● INSTRUCTIONS FOR THE TASK: Output all the data exactly. Pictures do not belong in the copy.

● SUPPLIED MATERIAL:
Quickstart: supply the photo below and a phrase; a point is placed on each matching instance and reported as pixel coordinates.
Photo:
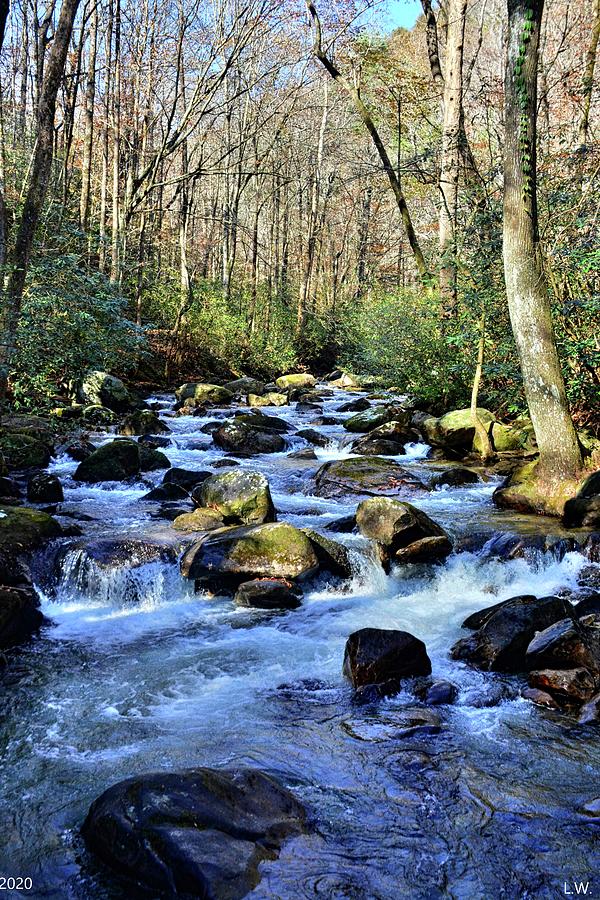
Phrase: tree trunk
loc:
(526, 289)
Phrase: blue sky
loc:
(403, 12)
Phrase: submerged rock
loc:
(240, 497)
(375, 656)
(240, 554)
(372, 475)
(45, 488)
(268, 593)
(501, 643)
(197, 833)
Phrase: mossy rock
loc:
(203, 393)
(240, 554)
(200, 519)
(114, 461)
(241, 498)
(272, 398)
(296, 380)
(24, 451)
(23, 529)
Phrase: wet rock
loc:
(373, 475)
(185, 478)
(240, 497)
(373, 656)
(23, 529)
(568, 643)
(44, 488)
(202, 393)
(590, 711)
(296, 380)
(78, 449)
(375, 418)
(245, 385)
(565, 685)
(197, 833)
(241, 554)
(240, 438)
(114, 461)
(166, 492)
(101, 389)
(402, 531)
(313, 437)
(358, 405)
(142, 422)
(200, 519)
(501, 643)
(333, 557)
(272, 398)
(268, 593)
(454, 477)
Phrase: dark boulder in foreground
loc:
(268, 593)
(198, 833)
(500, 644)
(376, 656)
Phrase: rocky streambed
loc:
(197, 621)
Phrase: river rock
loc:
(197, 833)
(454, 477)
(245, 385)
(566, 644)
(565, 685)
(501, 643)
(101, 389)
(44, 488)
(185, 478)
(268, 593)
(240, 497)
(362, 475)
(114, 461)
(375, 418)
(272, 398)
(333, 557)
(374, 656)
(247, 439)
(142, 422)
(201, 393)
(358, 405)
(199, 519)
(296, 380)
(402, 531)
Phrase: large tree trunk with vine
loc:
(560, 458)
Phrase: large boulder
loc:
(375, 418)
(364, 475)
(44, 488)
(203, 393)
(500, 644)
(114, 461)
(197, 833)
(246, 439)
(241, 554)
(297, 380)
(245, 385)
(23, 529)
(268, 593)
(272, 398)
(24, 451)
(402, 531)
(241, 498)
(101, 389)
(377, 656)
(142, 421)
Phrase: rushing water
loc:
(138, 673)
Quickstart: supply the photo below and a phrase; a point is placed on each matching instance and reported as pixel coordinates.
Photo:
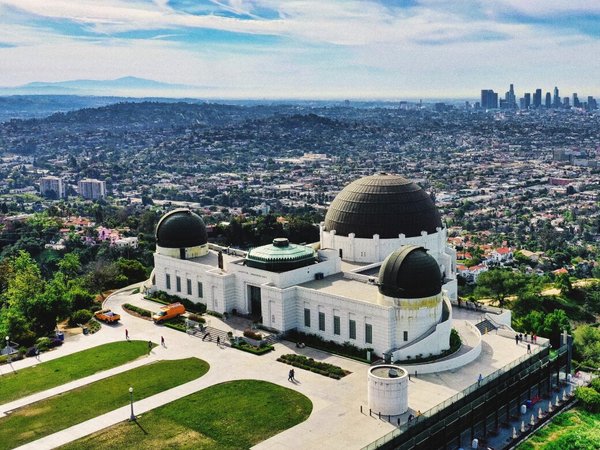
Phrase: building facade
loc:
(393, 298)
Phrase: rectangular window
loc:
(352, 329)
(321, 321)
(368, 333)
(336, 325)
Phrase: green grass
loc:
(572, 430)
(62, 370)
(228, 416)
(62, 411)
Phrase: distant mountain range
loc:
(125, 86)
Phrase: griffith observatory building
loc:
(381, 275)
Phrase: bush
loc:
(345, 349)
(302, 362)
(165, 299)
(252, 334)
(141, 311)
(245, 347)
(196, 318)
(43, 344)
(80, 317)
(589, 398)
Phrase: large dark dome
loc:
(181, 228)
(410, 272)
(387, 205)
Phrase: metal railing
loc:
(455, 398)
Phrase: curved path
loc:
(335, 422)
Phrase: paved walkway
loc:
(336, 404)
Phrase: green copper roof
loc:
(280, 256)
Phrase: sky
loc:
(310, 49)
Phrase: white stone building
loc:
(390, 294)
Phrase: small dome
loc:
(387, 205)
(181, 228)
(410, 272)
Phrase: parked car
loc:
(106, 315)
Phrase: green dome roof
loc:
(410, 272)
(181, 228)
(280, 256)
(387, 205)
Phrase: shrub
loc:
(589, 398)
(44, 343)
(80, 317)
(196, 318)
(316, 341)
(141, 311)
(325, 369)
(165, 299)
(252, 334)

● THE COMPLETED TASK:
Quickstart: supply the photo below and a phrase; a point is placed on each matching instance and reported as pixel coordinates.
Photo:
Phrase: tree trunk
loc:
(526, 289)
Phrase: blue sky
loc:
(403, 12)
Phrase: submerged rock
loc:
(240, 497)
(375, 656)
(240, 554)
(372, 475)
(45, 488)
(268, 593)
(501, 643)
(197, 833)
Phrase: mossy rock
loc:
(203, 393)
(240, 554)
(200, 519)
(114, 461)
(241, 498)
(272, 398)
(296, 380)
(24, 451)
(23, 529)
Phrase: wet rock
loc:
(373, 475)
(185, 478)
(240, 497)
(373, 656)
(23, 529)
(568, 643)
(44, 488)
(202, 393)
(590, 711)
(296, 380)
(78, 449)
(375, 418)
(245, 385)
(565, 685)
(197, 833)
(241, 554)
(240, 438)
(114, 461)
(166, 492)
(101, 389)
(402, 531)
(313, 437)
(358, 405)
(142, 422)
(200, 519)
(501, 643)
(333, 557)
(272, 398)
(268, 593)
(454, 477)
Phrase: dark boulder in foreground
loc:
(268, 593)
(198, 833)
(500, 644)
(376, 656)
Phrase: rocky streambed
loc:
(197, 621)
Phrase: river rock
loc:
(197, 833)
(454, 477)
(245, 385)
(566, 644)
(565, 685)
(501, 643)
(101, 389)
(44, 488)
(185, 478)
(268, 593)
(240, 497)
(362, 475)
(114, 461)
(375, 418)
(272, 398)
(333, 557)
(374, 656)
(247, 439)
(142, 422)
(201, 393)
(358, 405)
(199, 519)
(296, 380)
(402, 531)
Phrase: large tree trunk with vine
loc:
(560, 458)
Phrase: large boulder
loc:
(375, 418)
(364, 475)
(44, 488)
(203, 393)
(500, 644)
(114, 461)
(197, 833)
(246, 439)
(241, 554)
(297, 380)
(245, 385)
(23, 529)
(268, 593)
(272, 398)
(24, 451)
(402, 531)
(241, 498)
(101, 389)
(377, 656)
(142, 421)
Phrase: rushing water
loc:
(138, 673)
Quickstart: supply the photo below and a phrase; a point is placed on each matching instance and reported as pixel coordinates.
Photo:
Phrase: building facade
loc:
(393, 298)
Phrase: rectangular window
loc:
(352, 329)
(321, 321)
(368, 333)
(336, 325)
Phrase: green grass
loc:
(572, 430)
(62, 370)
(228, 416)
(62, 411)
Phrase: distant mountain range
loc:
(125, 86)
Phrase: griffith observatory building
loc:
(381, 275)
Phrase: bush
loc:
(345, 349)
(302, 362)
(165, 299)
(252, 334)
(141, 311)
(245, 347)
(196, 318)
(43, 344)
(80, 317)
(589, 398)
Phrase: large dark dome
loc:
(181, 228)
(410, 272)
(387, 205)
Phrase: metal railing
loc:
(455, 398)
Phrase: curved path
loc:
(335, 422)
Phrase: paved walkway
loc:
(336, 404)
Phrase: green copper roof
loc:
(280, 256)
Phrase: sky
loc:
(310, 49)
Phrase: white stone building
loc:
(390, 294)
Phrase: small dome
loc:
(387, 205)
(181, 228)
(410, 272)
Phrase: parked car
loc:
(106, 315)
Phrase: green dome roof
loc:
(410, 272)
(181, 228)
(280, 256)
(387, 205)
Phrase: shrub
loc:
(589, 398)
(44, 343)
(80, 317)
(196, 318)
(316, 341)
(141, 311)
(325, 369)
(165, 299)
(252, 334)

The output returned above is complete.